**** PROVIDED PASSAGE
What is Section 301 and How Does it Work?
Sections 301 through 310 of the Trade Act of 1974, as
amended, are commonly referred to as Section 301. It is
one of the principal statutory means by which the United
States enforces U.S. rights under trade agreements and
addresses unfair foreign barriers to U.S. exports.

  Since 1974, the USTR has initiated 122 Section 301
  cases, retaliating in 16 instances. The last 301 case was
  in 2010 against China's green technology policies.

Section 301 procedures apply to foreign acts, policies, and
practices that the USTR determines either (1) violates, or is
inconsistent with, a trade agreement; or (2) is unjustifiable
and burdens or restricts U.S. commerce. The measure sets
procedures and timetables for actions based on the type of
trade barrier(s) addressed. Section 301 cases can be
initiated as a result of a petition filed by an interested party
with the USTR or self-initiated by the USTR. Once the
USTR begins a Section 301 investigation, it must seek a
negotiated settlement with the foreign country concerned,
either through compensation or an elimination of the
particular barrier or practice. For cases involving trade
agreements, such as those under the Uruguay Round (UR)
agreements in the World Trade Organization (WTO), the
USTR is required to utilize the formal dispute proceedings
specified by the agreement. For Section 301 cases (except
those involving a trade agreement or IPR issue) the USTR
has 12 to 18 months to seek a negotiated resolution. If one
is not obtained, the USTR determines whether or not to
retaliate (which usually takes the form of increased tariffs
on selected imports) at a level equivalent to the loss in
commerce by U.S. firms from the foreign burden or
restriction that is being challenged.

After the United States implemented the UR agreements in
1995, the USTR sometimes chose to file Section 301 cases
on WTO-related issues and then initiated a WTO case, but
since 2010, disputes have been taken directly to the WTO.
********
**** MATERIAL
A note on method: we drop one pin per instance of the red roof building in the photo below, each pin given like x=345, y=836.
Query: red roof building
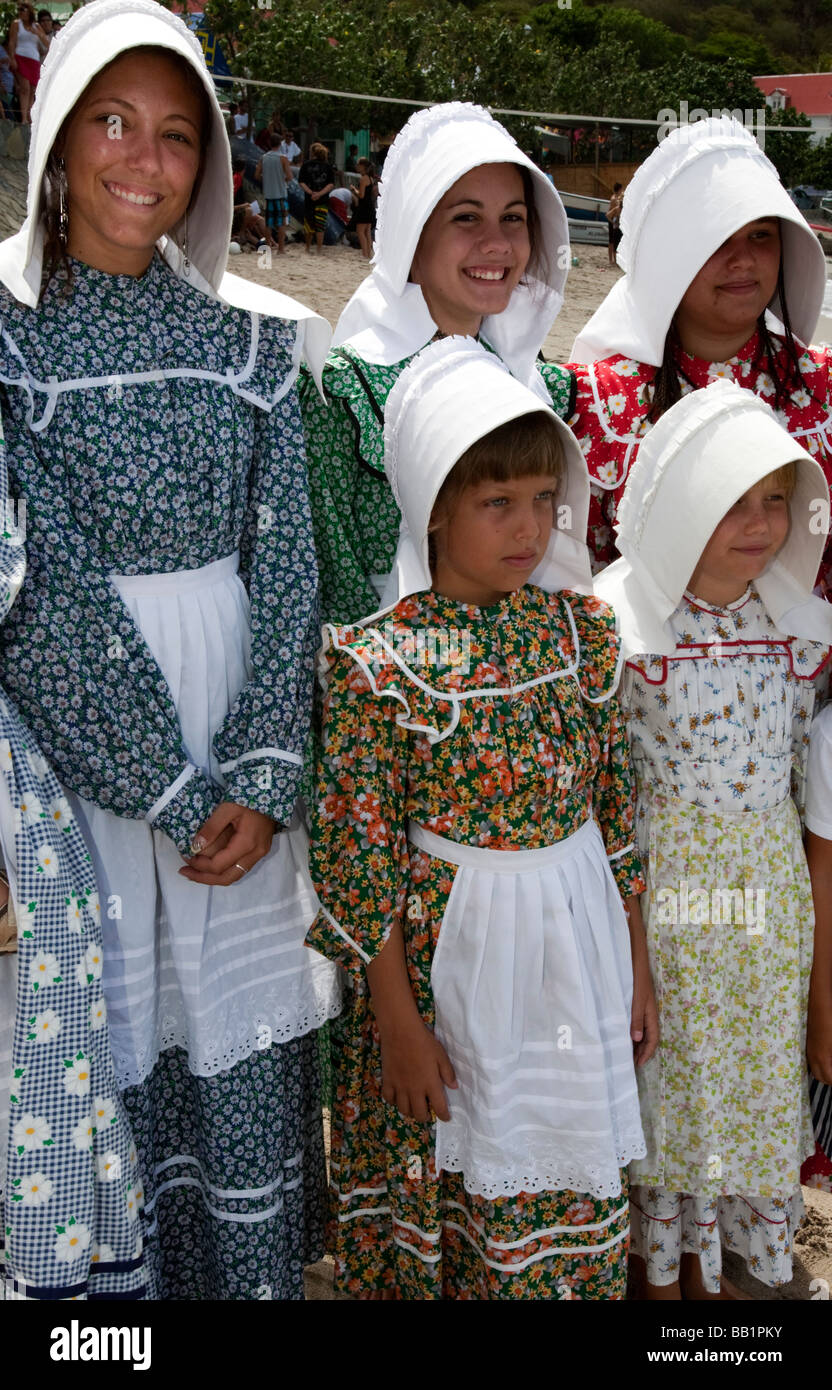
********
* WORK INSTRUCTIONS:
1. Turn the paragraph in the Section 301 text that begins "Section 301 procedures apply" into a shorter bulleted list that keeps its main facts.
2. Write out the stretch of the Section 301 text from "What is Section" through "to U.S. exports." again, switching "statutory" to "legal".
This material comes from a separate source.

* EXPECTED ANSWERS:
1.
- Section 301 covers foreign acts, policies, and practices that the USTR finds either violate or are inconsistent with a trade agreement, or are unjustifiable and burden or restrict U.S. commerce.
- It sets procedures and timetables based on the type of trade barrier involved.
- A case can start from a petition that an interested party files with the USTR, or the USTR can start one on its own.
- Once an investigation begins, the USTR must seek a negotiated settlement with the foreign country, through compensation or by removing the barrier or practice.
- For cases involving trade agreements, such as the Uruguay Round agreements in the WTO, the USTR must use the formal dispute proceedings the agreement sets out.
- For other cases (not involving a trade agreement or IPR issue), the USTR has 12 to 18 months to seek a negotiated resolution.
- If no resolution is reached, the USTR decides whether to retaliate. Retaliation usually means higher tariffs on selected imports, at a level equal to the loss in commerce that U.S. firms suffer from the challenged burden or restriction.

2.
What is Section 301 and How Does it Work?
Sections 301 through 310 of the Trade Act of 1974, as
amended, are commonly referred to as Section 301. It is
one of the principal legal means by which the United
States enforces U.S. rights under trade agreements and
addresses unfair foreign barriers to U.S. exports.